== Data lines ==
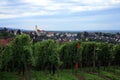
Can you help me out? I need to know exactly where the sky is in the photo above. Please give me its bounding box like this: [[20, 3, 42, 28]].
[[0, 0, 120, 31]]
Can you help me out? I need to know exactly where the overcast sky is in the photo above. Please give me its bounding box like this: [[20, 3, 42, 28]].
[[0, 0, 120, 31]]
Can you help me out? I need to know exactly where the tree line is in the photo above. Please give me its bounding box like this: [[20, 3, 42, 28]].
[[0, 34, 120, 80]]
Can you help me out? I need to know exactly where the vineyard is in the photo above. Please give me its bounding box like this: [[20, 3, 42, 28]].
[[0, 34, 120, 80]]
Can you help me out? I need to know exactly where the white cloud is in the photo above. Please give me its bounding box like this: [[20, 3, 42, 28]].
[[0, 0, 120, 19]]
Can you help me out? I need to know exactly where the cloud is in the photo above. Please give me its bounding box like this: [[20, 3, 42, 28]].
[[0, 0, 120, 19]]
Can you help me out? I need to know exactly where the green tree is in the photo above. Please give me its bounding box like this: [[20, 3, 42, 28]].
[[12, 34, 34, 80], [34, 40, 61, 73]]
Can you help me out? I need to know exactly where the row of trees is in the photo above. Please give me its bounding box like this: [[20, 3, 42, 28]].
[[0, 34, 120, 79]]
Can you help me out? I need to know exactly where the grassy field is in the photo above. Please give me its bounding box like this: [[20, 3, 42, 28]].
[[0, 69, 120, 80]]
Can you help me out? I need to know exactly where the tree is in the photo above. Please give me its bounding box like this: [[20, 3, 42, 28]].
[[12, 34, 34, 80], [34, 40, 60, 74], [97, 43, 113, 69], [114, 44, 120, 66]]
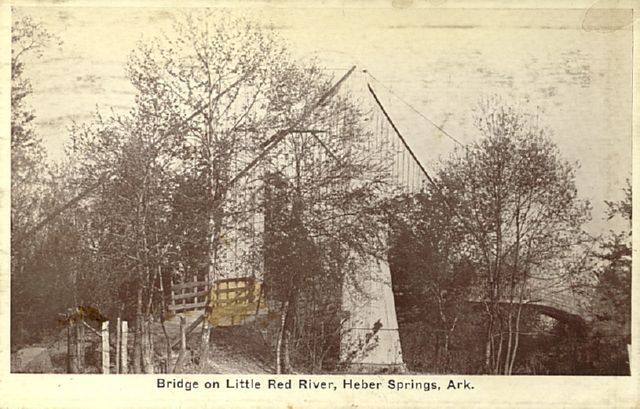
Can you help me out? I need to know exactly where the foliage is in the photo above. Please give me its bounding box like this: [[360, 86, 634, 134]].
[[587, 183, 632, 375], [398, 98, 589, 374]]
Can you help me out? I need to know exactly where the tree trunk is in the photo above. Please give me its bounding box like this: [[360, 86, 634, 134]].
[[67, 321, 78, 373], [200, 317, 211, 373], [171, 316, 187, 373]]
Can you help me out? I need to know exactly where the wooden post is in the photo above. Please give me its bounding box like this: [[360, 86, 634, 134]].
[[76, 319, 85, 373], [116, 317, 120, 373], [172, 315, 187, 373], [120, 321, 129, 373], [101, 321, 109, 374], [67, 319, 78, 373]]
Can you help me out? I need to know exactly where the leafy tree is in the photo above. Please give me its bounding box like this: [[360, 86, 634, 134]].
[[438, 99, 589, 374]]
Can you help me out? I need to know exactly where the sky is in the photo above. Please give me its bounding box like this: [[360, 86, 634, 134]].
[[14, 7, 632, 233]]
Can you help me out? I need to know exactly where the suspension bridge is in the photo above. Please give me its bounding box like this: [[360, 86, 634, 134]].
[[25, 67, 584, 371]]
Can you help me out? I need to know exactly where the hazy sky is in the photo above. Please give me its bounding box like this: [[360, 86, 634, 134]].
[[17, 8, 632, 232]]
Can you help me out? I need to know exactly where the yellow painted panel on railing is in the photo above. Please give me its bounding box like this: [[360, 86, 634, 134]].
[[208, 278, 267, 327]]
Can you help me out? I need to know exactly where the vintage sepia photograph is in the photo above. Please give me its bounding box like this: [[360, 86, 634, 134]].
[[7, 0, 637, 380]]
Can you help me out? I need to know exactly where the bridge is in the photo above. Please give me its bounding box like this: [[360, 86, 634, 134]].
[[25, 63, 584, 370]]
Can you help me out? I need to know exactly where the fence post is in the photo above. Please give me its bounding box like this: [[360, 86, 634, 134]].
[[116, 317, 120, 373], [101, 321, 109, 374], [120, 321, 129, 373]]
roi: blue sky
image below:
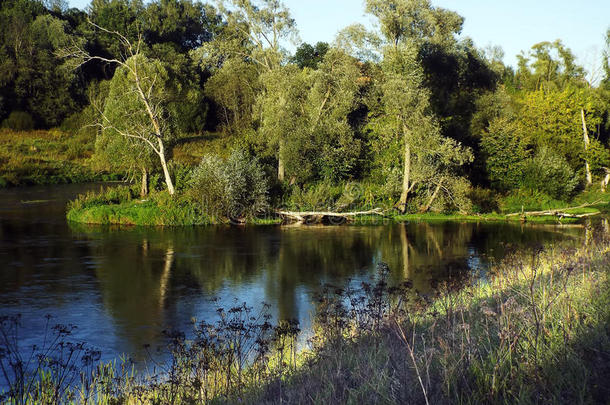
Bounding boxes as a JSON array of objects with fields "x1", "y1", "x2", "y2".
[{"x1": 69, "y1": 0, "x2": 610, "y2": 70}]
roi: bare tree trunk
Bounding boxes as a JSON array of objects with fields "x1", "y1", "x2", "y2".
[
  {"x1": 277, "y1": 139, "x2": 286, "y2": 181},
  {"x1": 159, "y1": 138, "x2": 176, "y2": 195},
  {"x1": 398, "y1": 133, "x2": 411, "y2": 214},
  {"x1": 400, "y1": 224, "x2": 411, "y2": 280},
  {"x1": 580, "y1": 108, "x2": 593, "y2": 185},
  {"x1": 421, "y1": 181, "x2": 442, "y2": 212},
  {"x1": 140, "y1": 167, "x2": 148, "y2": 198},
  {"x1": 602, "y1": 167, "x2": 610, "y2": 193}
]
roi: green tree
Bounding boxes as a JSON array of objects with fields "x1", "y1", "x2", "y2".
[
  {"x1": 205, "y1": 58, "x2": 262, "y2": 134},
  {"x1": 291, "y1": 42, "x2": 330, "y2": 69},
  {"x1": 515, "y1": 40, "x2": 586, "y2": 91},
  {"x1": 481, "y1": 117, "x2": 532, "y2": 191},
  {"x1": 259, "y1": 49, "x2": 361, "y2": 183},
  {"x1": 360, "y1": 0, "x2": 472, "y2": 212}
]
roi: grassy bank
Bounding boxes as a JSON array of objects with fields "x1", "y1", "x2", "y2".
[
  {"x1": 66, "y1": 186, "x2": 212, "y2": 226},
  {"x1": 0, "y1": 235, "x2": 610, "y2": 404},
  {"x1": 0, "y1": 129, "x2": 122, "y2": 187}
]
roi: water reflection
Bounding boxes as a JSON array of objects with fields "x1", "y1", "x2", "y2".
[{"x1": 0, "y1": 181, "x2": 585, "y2": 357}]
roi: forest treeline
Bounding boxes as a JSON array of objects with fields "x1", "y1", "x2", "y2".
[{"x1": 0, "y1": 0, "x2": 610, "y2": 217}]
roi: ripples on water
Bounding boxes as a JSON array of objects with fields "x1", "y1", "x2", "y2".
[{"x1": 0, "y1": 185, "x2": 584, "y2": 360}]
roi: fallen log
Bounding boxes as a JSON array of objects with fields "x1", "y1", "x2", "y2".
[
  {"x1": 275, "y1": 208, "x2": 384, "y2": 224},
  {"x1": 506, "y1": 200, "x2": 602, "y2": 218}
]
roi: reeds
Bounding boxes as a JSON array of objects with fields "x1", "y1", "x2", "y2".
[{"x1": 0, "y1": 232, "x2": 610, "y2": 404}]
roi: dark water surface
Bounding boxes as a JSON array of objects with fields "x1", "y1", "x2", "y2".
[{"x1": 0, "y1": 184, "x2": 584, "y2": 359}]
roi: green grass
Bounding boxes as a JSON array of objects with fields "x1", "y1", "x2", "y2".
[
  {"x1": 66, "y1": 187, "x2": 212, "y2": 226},
  {"x1": 0, "y1": 234, "x2": 610, "y2": 404},
  {"x1": 0, "y1": 129, "x2": 122, "y2": 187}
]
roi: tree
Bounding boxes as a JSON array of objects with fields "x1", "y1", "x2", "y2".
[
  {"x1": 196, "y1": 0, "x2": 296, "y2": 181},
  {"x1": 292, "y1": 42, "x2": 330, "y2": 69},
  {"x1": 366, "y1": 0, "x2": 472, "y2": 213},
  {"x1": 481, "y1": 116, "x2": 532, "y2": 191},
  {"x1": 602, "y1": 28, "x2": 610, "y2": 91},
  {"x1": 63, "y1": 23, "x2": 175, "y2": 195},
  {"x1": 205, "y1": 58, "x2": 262, "y2": 134},
  {"x1": 515, "y1": 40, "x2": 586, "y2": 91},
  {"x1": 259, "y1": 49, "x2": 361, "y2": 183}
]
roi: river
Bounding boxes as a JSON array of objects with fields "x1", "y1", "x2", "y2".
[{"x1": 0, "y1": 184, "x2": 584, "y2": 360}]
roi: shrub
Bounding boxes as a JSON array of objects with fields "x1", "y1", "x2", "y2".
[
  {"x1": 2, "y1": 111, "x2": 34, "y2": 131},
  {"x1": 190, "y1": 149, "x2": 269, "y2": 219},
  {"x1": 468, "y1": 187, "x2": 499, "y2": 214},
  {"x1": 521, "y1": 147, "x2": 579, "y2": 200},
  {"x1": 499, "y1": 189, "x2": 567, "y2": 213}
]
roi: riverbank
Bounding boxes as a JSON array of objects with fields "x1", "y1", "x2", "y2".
[
  {"x1": 67, "y1": 197, "x2": 603, "y2": 226},
  {"x1": 0, "y1": 230, "x2": 610, "y2": 404},
  {"x1": 0, "y1": 129, "x2": 123, "y2": 188}
]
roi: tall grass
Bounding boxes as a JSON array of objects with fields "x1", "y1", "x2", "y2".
[
  {"x1": 0, "y1": 232, "x2": 610, "y2": 404},
  {"x1": 0, "y1": 129, "x2": 119, "y2": 187},
  {"x1": 66, "y1": 186, "x2": 211, "y2": 226}
]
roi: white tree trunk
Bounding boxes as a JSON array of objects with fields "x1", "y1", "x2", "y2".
[
  {"x1": 140, "y1": 167, "x2": 148, "y2": 198},
  {"x1": 277, "y1": 139, "x2": 286, "y2": 181},
  {"x1": 159, "y1": 138, "x2": 176, "y2": 195},
  {"x1": 602, "y1": 168, "x2": 610, "y2": 193},
  {"x1": 399, "y1": 134, "x2": 411, "y2": 214},
  {"x1": 580, "y1": 108, "x2": 593, "y2": 185}
]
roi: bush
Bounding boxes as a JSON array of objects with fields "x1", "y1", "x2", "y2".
[
  {"x1": 468, "y1": 187, "x2": 499, "y2": 214},
  {"x1": 521, "y1": 147, "x2": 579, "y2": 200},
  {"x1": 2, "y1": 111, "x2": 34, "y2": 131},
  {"x1": 190, "y1": 149, "x2": 269, "y2": 219},
  {"x1": 499, "y1": 189, "x2": 567, "y2": 213}
]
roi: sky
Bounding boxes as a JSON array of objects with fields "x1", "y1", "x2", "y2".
[{"x1": 69, "y1": 0, "x2": 610, "y2": 71}]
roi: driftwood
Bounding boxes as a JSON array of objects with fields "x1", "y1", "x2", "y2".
[
  {"x1": 276, "y1": 208, "x2": 384, "y2": 224},
  {"x1": 506, "y1": 200, "x2": 602, "y2": 219}
]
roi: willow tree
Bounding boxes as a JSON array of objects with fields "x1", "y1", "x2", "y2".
[
  {"x1": 259, "y1": 49, "x2": 361, "y2": 183},
  {"x1": 196, "y1": 0, "x2": 296, "y2": 180},
  {"x1": 62, "y1": 23, "x2": 175, "y2": 195},
  {"x1": 366, "y1": 0, "x2": 472, "y2": 212}
]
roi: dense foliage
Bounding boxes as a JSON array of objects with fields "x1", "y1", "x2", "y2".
[{"x1": 0, "y1": 0, "x2": 610, "y2": 216}]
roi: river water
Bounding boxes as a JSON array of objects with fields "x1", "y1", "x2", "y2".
[{"x1": 0, "y1": 184, "x2": 584, "y2": 360}]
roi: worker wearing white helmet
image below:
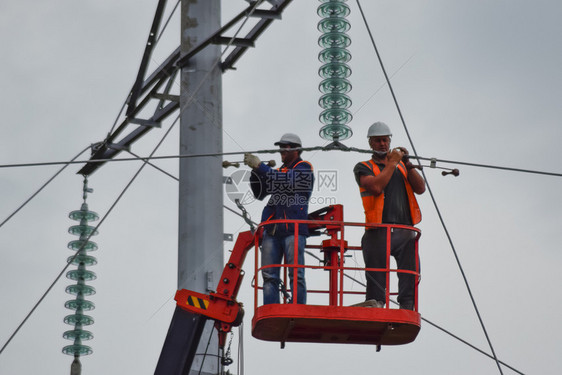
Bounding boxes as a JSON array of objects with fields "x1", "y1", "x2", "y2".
[
  {"x1": 353, "y1": 122, "x2": 425, "y2": 310},
  {"x1": 244, "y1": 133, "x2": 314, "y2": 305}
]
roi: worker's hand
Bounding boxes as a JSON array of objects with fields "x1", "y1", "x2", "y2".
[
  {"x1": 244, "y1": 153, "x2": 261, "y2": 169},
  {"x1": 386, "y1": 148, "x2": 404, "y2": 165},
  {"x1": 396, "y1": 147, "x2": 410, "y2": 163}
]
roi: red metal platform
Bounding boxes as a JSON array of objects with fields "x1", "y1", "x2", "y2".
[{"x1": 252, "y1": 304, "x2": 420, "y2": 345}]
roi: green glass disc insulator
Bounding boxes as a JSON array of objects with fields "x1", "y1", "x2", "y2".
[
  {"x1": 318, "y1": 32, "x2": 351, "y2": 48},
  {"x1": 318, "y1": 47, "x2": 351, "y2": 64},
  {"x1": 62, "y1": 329, "x2": 94, "y2": 340},
  {"x1": 319, "y1": 78, "x2": 351, "y2": 94},
  {"x1": 68, "y1": 210, "x2": 100, "y2": 221},
  {"x1": 320, "y1": 108, "x2": 353, "y2": 125},
  {"x1": 68, "y1": 240, "x2": 98, "y2": 251},
  {"x1": 64, "y1": 314, "x2": 94, "y2": 326},
  {"x1": 318, "y1": 62, "x2": 351, "y2": 79},
  {"x1": 68, "y1": 225, "x2": 98, "y2": 236},
  {"x1": 66, "y1": 270, "x2": 97, "y2": 281},
  {"x1": 64, "y1": 299, "x2": 96, "y2": 311},
  {"x1": 317, "y1": 0, "x2": 351, "y2": 18},
  {"x1": 66, "y1": 254, "x2": 98, "y2": 267},
  {"x1": 320, "y1": 124, "x2": 353, "y2": 141},
  {"x1": 65, "y1": 284, "x2": 96, "y2": 296},
  {"x1": 62, "y1": 344, "x2": 94, "y2": 356},
  {"x1": 318, "y1": 93, "x2": 351, "y2": 109},
  {"x1": 318, "y1": 17, "x2": 351, "y2": 33}
]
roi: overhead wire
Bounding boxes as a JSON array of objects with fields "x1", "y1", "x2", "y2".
[
  {"x1": 356, "y1": 0, "x2": 503, "y2": 374},
  {"x1": 0, "y1": 145, "x2": 562, "y2": 177}
]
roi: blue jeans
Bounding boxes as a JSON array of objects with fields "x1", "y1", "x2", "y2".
[
  {"x1": 361, "y1": 228, "x2": 419, "y2": 309},
  {"x1": 261, "y1": 232, "x2": 306, "y2": 305}
]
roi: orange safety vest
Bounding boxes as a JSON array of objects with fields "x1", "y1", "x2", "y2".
[{"x1": 359, "y1": 160, "x2": 421, "y2": 225}]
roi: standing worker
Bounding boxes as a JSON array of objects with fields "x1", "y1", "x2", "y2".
[
  {"x1": 353, "y1": 122, "x2": 425, "y2": 310},
  {"x1": 244, "y1": 133, "x2": 314, "y2": 305}
]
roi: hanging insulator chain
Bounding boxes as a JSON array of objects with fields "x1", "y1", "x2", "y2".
[
  {"x1": 62, "y1": 178, "x2": 99, "y2": 374},
  {"x1": 318, "y1": 0, "x2": 353, "y2": 142}
]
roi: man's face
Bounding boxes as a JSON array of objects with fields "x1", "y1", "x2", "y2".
[
  {"x1": 279, "y1": 145, "x2": 299, "y2": 164},
  {"x1": 369, "y1": 135, "x2": 390, "y2": 152}
]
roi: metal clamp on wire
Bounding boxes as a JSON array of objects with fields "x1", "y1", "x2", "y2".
[{"x1": 234, "y1": 199, "x2": 256, "y2": 233}]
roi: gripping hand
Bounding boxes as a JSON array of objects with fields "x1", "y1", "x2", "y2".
[{"x1": 244, "y1": 153, "x2": 261, "y2": 169}]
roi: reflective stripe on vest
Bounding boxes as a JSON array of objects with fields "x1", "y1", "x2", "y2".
[{"x1": 359, "y1": 160, "x2": 421, "y2": 225}]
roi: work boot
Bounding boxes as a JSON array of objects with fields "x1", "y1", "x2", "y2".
[{"x1": 351, "y1": 299, "x2": 384, "y2": 309}]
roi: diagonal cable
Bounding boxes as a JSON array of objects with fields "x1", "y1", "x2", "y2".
[
  {"x1": 356, "y1": 0, "x2": 503, "y2": 374},
  {"x1": 0, "y1": 146, "x2": 90, "y2": 228}
]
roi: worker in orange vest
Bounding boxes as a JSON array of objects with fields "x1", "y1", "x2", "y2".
[
  {"x1": 244, "y1": 133, "x2": 314, "y2": 305},
  {"x1": 353, "y1": 122, "x2": 425, "y2": 310}
]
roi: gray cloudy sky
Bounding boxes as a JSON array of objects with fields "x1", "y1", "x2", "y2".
[{"x1": 0, "y1": 0, "x2": 562, "y2": 375}]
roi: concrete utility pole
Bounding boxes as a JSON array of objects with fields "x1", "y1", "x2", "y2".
[{"x1": 178, "y1": 0, "x2": 224, "y2": 374}]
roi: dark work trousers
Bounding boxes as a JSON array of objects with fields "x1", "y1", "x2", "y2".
[{"x1": 361, "y1": 228, "x2": 419, "y2": 309}]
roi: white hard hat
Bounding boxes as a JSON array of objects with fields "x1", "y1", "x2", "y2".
[
  {"x1": 367, "y1": 121, "x2": 392, "y2": 137},
  {"x1": 274, "y1": 133, "x2": 302, "y2": 146}
]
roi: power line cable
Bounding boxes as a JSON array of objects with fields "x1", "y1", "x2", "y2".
[
  {"x1": 0, "y1": 145, "x2": 562, "y2": 177},
  {"x1": 356, "y1": 0, "x2": 503, "y2": 374},
  {"x1": 0, "y1": 146, "x2": 89, "y2": 228}
]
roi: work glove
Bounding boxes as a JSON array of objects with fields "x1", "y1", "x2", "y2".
[{"x1": 244, "y1": 153, "x2": 261, "y2": 169}]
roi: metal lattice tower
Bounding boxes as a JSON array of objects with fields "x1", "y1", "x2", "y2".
[{"x1": 62, "y1": 178, "x2": 99, "y2": 375}]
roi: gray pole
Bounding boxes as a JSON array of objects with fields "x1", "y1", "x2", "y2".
[{"x1": 178, "y1": 0, "x2": 224, "y2": 374}]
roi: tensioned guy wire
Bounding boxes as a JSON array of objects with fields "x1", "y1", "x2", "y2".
[{"x1": 356, "y1": 0, "x2": 503, "y2": 374}]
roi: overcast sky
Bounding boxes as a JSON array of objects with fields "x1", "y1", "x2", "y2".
[{"x1": 0, "y1": 0, "x2": 562, "y2": 375}]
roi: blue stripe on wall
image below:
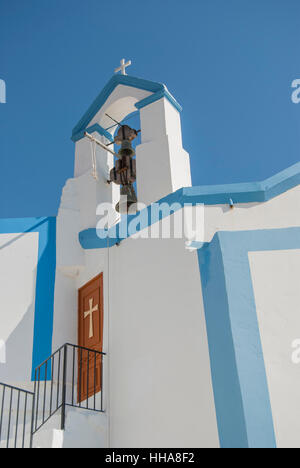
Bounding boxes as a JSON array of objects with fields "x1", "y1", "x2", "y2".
[
  {"x1": 198, "y1": 228, "x2": 300, "y2": 448},
  {"x1": 79, "y1": 163, "x2": 300, "y2": 249},
  {"x1": 0, "y1": 218, "x2": 56, "y2": 380}
]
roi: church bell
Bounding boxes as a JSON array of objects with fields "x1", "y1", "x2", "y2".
[{"x1": 110, "y1": 125, "x2": 138, "y2": 214}]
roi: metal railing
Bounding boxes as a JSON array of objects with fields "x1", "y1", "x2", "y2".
[
  {"x1": 0, "y1": 383, "x2": 34, "y2": 448},
  {"x1": 32, "y1": 343, "x2": 106, "y2": 434}
]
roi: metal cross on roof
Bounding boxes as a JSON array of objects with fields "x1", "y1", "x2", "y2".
[{"x1": 115, "y1": 59, "x2": 131, "y2": 75}]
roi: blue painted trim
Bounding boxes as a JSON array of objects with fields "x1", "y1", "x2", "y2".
[
  {"x1": 135, "y1": 88, "x2": 182, "y2": 112},
  {"x1": 198, "y1": 227, "x2": 300, "y2": 448},
  {"x1": 71, "y1": 124, "x2": 114, "y2": 143},
  {"x1": 79, "y1": 163, "x2": 300, "y2": 249},
  {"x1": 72, "y1": 75, "x2": 176, "y2": 138},
  {"x1": 0, "y1": 218, "x2": 56, "y2": 380}
]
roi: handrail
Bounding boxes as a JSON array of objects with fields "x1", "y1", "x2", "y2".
[
  {"x1": 33, "y1": 343, "x2": 106, "y2": 434},
  {"x1": 0, "y1": 382, "x2": 35, "y2": 448},
  {"x1": 0, "y1": 343, "x2": 106, "y2": 448}
]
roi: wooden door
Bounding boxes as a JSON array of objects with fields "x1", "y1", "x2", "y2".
[{"x1": 78, "y1": 274, "x2": 103, "y2": 403}]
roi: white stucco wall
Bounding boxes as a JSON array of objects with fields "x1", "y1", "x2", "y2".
[
  {"x1": 249, "y1": 250, "x2": 300, "y2": 448},
  {"x1": 204, "y1": 186, "x2": 300, "y2": 242},
  {"x1": 106, "y1": 239, "x2": 218, "y2": 447},
  {"x1": 0, "y1": 233, "x2": 39, "y2": 383}
]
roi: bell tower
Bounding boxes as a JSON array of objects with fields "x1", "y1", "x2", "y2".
[{"x1": 72, "y1": 66, "x2": 191, "y2": 225}]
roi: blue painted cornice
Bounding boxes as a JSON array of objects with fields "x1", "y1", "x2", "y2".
[
  {"x1": 79, "y1": 163, "x2": 300, "y2": 249},
  {"x1": 72, "y1": 75, "x2": 181, "y2": 141}
]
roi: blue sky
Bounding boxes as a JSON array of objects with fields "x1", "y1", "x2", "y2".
[{"x1": 0, "y1": 0, "x2": 300, "y2": 217}]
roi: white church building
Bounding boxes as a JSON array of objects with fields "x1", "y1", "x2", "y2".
[{"x1": 0, "y1": 64, "x2": 300, "y2": 448}]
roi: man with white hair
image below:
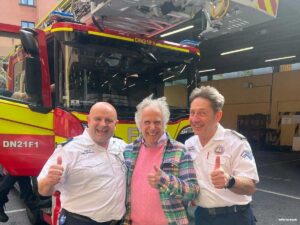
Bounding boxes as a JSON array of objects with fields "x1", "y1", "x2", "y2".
[{"x1": 124, "y1": 96, "x2": 199, "y2": 225}]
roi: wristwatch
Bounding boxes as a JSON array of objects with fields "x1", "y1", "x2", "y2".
[{"x1": 225, "y1": 176, "x2": 235, "y2": 189}]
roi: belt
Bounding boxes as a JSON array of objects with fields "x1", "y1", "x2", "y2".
[
  {"x1": 198, "y1": 204, "x2": 250, "y2": 216},
  {"x1": 61, "y1": 209, "x2": 119, "y2": 225}
]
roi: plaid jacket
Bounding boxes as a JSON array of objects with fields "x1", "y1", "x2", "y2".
[{"x1": 123, "y1": 135, "x2": 199, "y2": 225}]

== Your instructions ==
Retype the records from the line containing "roi: white church building" through the end of the records, keeping every character the same, and leave out the pictures.

== Final answer ==
roi: white church building
Bounding boxes as a JSON array of objects with fields "x1", "y1", "x2", "y2".
[{"x1": 0, "y1": 64, "x2": 300, "y2": 448}]
roi: man with white hair
image below:
Bounding boxes as a JSON array of objects with fields "x1", "y1", "x2", "y2".
[{"x1": 124, "y1": 96, "x2": 199, "y2": 225}]
roi: wristwatch
Bounding boxes as a JSON array of objects with fields "x1", "y1", "x2", "y2".
[{"x1": 225, "y1": 176, "x2": 235, "y2": 189}]
roi: belt
Bounding boxes as a JSON array of objects with fields "x1", "y1", "x2", "y2".
[
  {"x1": 198, "y1": 204, "x2": 250, "y2": 216},
  {"x1": 61, "y1": 209, "x2": 119, "y2": 225}
]
roi: plaid jacket
Bounding boxes as a JSON array of objects with fields "x1", "y1", "x2", "y2".
[{"x1": 123, "y1": 135, "x2": 199, "y2": 225}]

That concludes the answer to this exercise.